▸ **Fragmento proporcionado**
___

La
Organización Mundial de la Salud recomienda que las mujeres (no hablaré de las
fantasiosas gestaciones masculinas) esperen un par de años entre dar a luz y
volver a embarazarse, pues “es el tiempo necesario que debe transcurrir para
que el cuerpo de la madre esté preparado para volver a concebir un bebé”.
Yo esperé un poco más. Algo así como veinte años. Y debo de ser de las pocas mamás que tiene dos hijos con esa distancia, pero ninguno nacido en los veinte o los treinta. Del mayor soy hermana, del menor, abuela.

___

▸ **Extracto de datos**
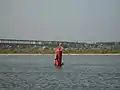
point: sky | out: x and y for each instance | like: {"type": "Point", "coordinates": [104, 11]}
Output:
{"type": "Point", "coordinates": [64, 20]}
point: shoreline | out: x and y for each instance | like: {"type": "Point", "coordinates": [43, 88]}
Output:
{"type": "Point", "coordinates": [63, 54]}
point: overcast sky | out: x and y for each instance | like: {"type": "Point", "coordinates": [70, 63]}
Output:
{"type": "Point", "coordinates": [69, 20]}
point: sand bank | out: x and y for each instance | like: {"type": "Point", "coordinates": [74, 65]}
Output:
{"type": "Point", "coordinates": [53, 54]}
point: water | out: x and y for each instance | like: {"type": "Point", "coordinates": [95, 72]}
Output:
{"type": "Point", "coordinates": [78, 73]}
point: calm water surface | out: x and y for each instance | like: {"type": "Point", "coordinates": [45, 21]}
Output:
{"type": "Point", "coordinates": [78, 73]}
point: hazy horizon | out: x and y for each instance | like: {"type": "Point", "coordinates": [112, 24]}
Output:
{"type": "Point", "coordinates": [60, 20]}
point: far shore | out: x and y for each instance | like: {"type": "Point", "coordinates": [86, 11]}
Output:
{"type": "Point", "coordinates": [63, 54]}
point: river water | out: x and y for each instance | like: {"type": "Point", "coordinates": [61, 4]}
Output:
{"type": "Point", "coordinates": [78, 73]}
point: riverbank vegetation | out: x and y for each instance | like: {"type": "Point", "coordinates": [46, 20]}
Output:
{"type": "Point", "coordinates": [86, 51]}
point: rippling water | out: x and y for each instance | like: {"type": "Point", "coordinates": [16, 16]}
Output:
{"type": "Point", "coordinates": [78, 73]}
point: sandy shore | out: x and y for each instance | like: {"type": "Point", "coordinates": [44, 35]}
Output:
{"type": "Point", "coordinates": [53, 54]}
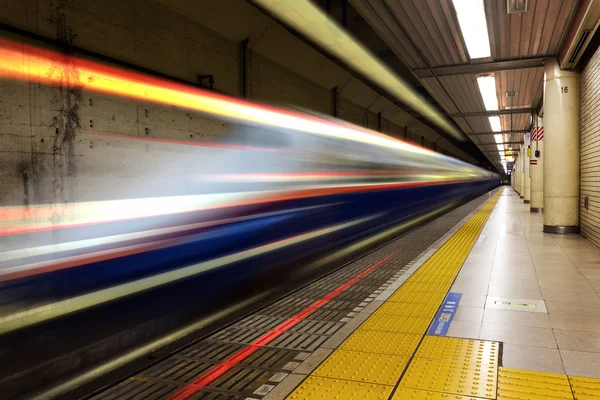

___

▸ **Ejercicios propuestos**
A – Según el texto sobre la maternidad, ¿cuánto tiempo recomienda la Organización Mundial de la Salud esperar entre dar a luz y volver a embarazarse?
B – Enumera todos los lapsos de tiempo y las décadas de edad que se mencionan en el texto sobre la maternidad.
C – Prosigue el texto sobre la maternidad a partir de su última oración.
Este material procede de otra fuente.

▸ **Resultados del ejercicio**
A – Un par de años.

B – Un par de años, veinte años, los veinte y los treinta.

C –
Si la OMS necesitara de un testimonio que reafirme cualquiera de sus estudios comparativos de embarazos juveniles versus embarazos adultos, y de las respectivas maternidades, pues aquí estoy. Estoy para ratificar ese desliz de la naturaleza, que no sospechó que a los muy fértiles diecinueve ninguna mujer tiene la madurez para afrontar con plena responsabilidad la crianza; y que a los cuarenta, la estabilidad -económica o emocional- le es completamente inútil a la concepción (de hecho, no hay buena salud que contrarreste la declinación natural de la fertilidad relacionada con la edad). Es como una relación inversamente proporcional, en la que la biología la tarreó: a menos sensatez, más cantidad y calidad de óvulos; y viceversa. No cuadra.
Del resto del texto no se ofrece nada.